==== EXTRAIT

Fioretti de Saint François d’Assise..(3 premiers chapitres)
UNE MERVEILLE !! , Myriamir à La Source, le 18 juin 2016-06-20
Ce livre contient quelques-unes des petites
fleurs, miracles et exemples de dévotion du glorieux petit pauvre messire saint
François et de quelques-uns de ses frères et compagnons très dévots.
A la louange de Jésus-Christ. Amen.
CHAPITRE 1
Des douze
premiers compagnons de saint François
En premier, il est à considérer que le glorieux messire
saint François, en tous les actes de sa vie fut conforme au Christ: car, comme le Christ au début de sa
prédication appela douze disciples à mépriser toute chose mondaine et à le
suivre en pauvreté et dans les autres vertus; ainsi saint François choisit au
début de la fondation de l’Ordre ses douze compagnons qui firent profession de
la très haute pauvreté. Et comme un des douze apôtres du Christ, réprouvé de
Dieu, finalement se pendit par la gorge; ainsi un des douze compagnons de saint
François qui eut nom frère Jean de la Chapelle, apostasiant, finalement se
pendit de même par la gorge. Et ceci est pour les élus grand exemple et motif
d’humilité et de crainte, considérant que nul n’est certain de persévérer
jusqu’à la fin dans la grâce de Dieu.
Et comme ces saints apôtres furent pour tout le monde,
merveilleux de sainteté et pleins de l’Esprit-Saint, ainsi ces très saints
compagnons de saint François furent des hommes de si grande sainteté, que depuis le temps des apôtres, le monde
n’eut pas d’hommes aussi admirables et aussi saints: car l’un d’eux fut ravi
jusqu’au troisième ciel, comme saint Paul, et celui-ci fut frère Gilles; un,
autre des leurs, à savoir frère Philippe le Long, fut touché aux lèvres par
l’ange avec un charbon ardent, comme le fut Isaïe le prophète; un autre des
leurs, à savoir frère Sylvestre, parlait avec Dieu comme le fait un ami avec
son ami, à la manière de Moïse; un autre volait, par la subtilité de son
intelligence, jusqu’à la lumière de la divine Sagesse, comme l’aigle,
l’évangéliste Jean, et celui-ci fut le très humble frère Bernard, qui
expliquait avec une très grande profondeur la Sainte Écriture; un autre des
leurs fut sanctifié par Dieu et canonisé dans le ciel, alors qu’il vivait
encore sur la terre, et celui-ci fut frère Rufin, gentilhomme d’Assise. Et
ainsi tous furent privilégiés de signes particuliers de sainteté, comme il se
verra par la suite.

========

> _TRAVAIL À FAIRE_:
Recopiez le passage de l'extrait des Fioretti qui va de « Fioretti de Saint » jusqu'à « compagnons très dévots. » inclus. Les entrées ne sont d'aucune utilité ici.

==== DONNÉES EXTRAITES

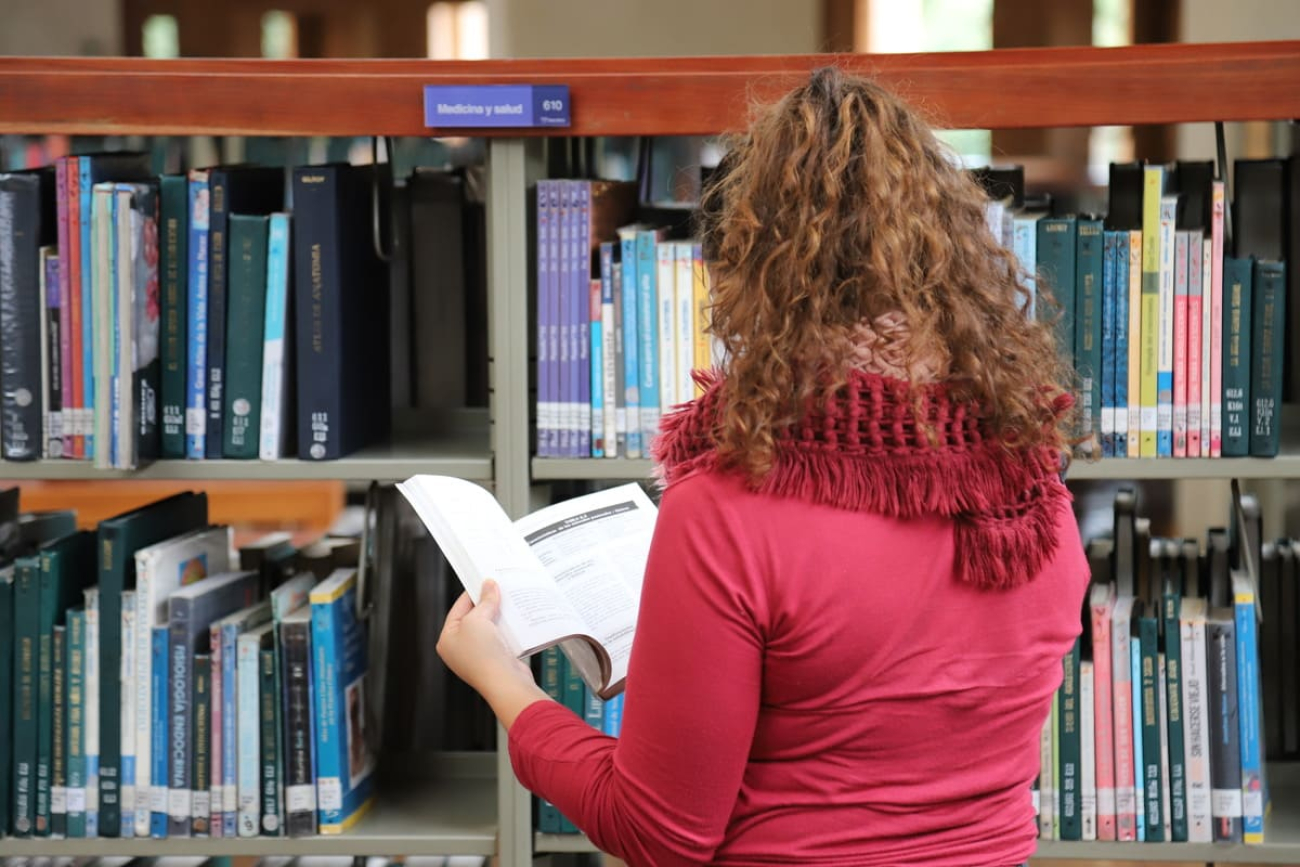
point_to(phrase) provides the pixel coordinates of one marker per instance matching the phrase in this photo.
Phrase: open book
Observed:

========
==== DONNÉES EXTRAITES

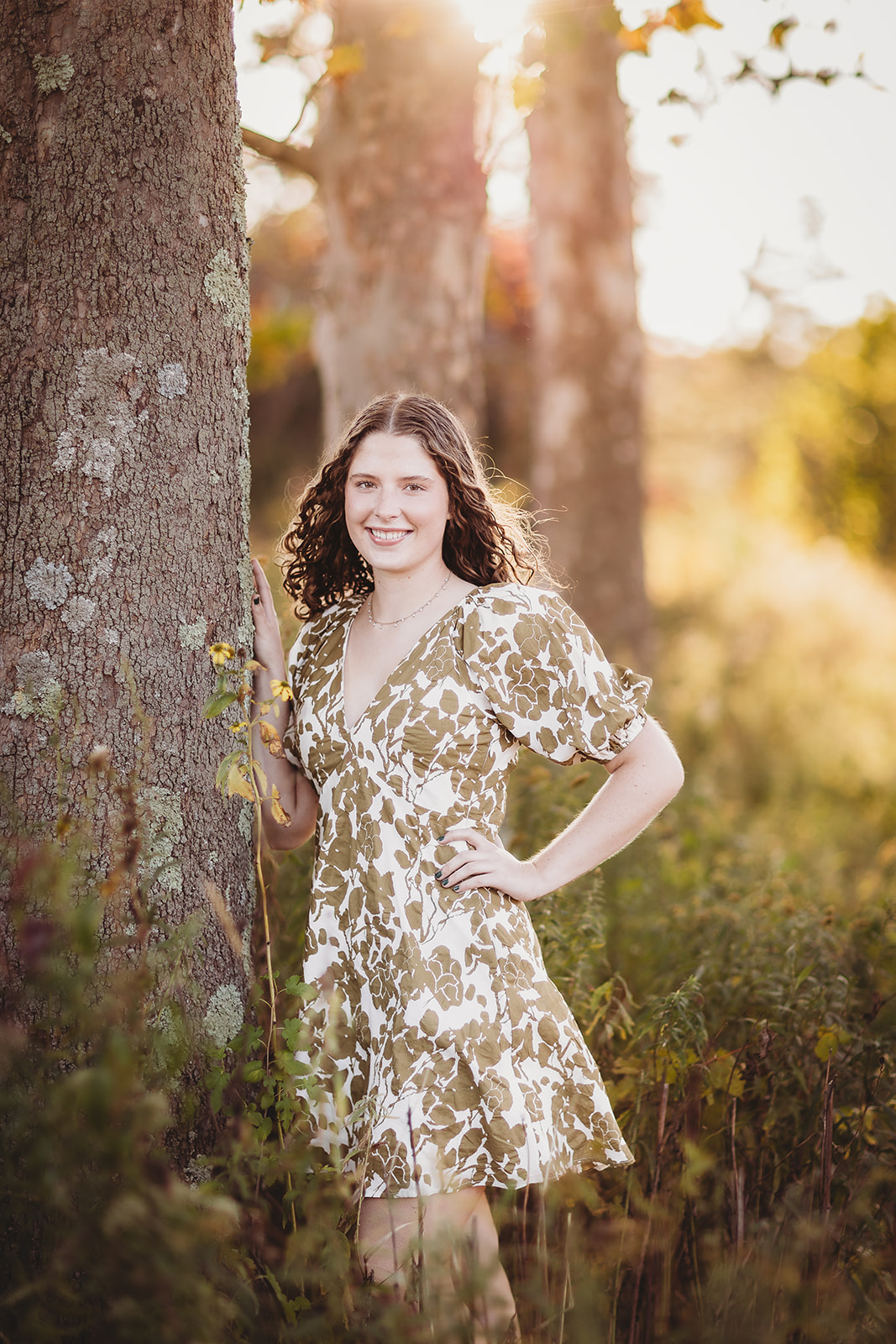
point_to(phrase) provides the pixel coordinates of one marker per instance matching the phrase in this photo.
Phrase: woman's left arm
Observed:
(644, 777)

========

> _RÉPONSE CI-DESSOUS_:
Fioretti de Saint François d’Assise..(3 premiers chapitres)
UNE MERVEILLE !! , Myriamir à La Source, le 18 juin 2016-06-20
Ce livre contient quelques-unes des petites
fleurs, miracles et exemples de dévotion du glorieux petit pauvre messire saint
François et de quelques-uns de ses frères et compagnons très dévots.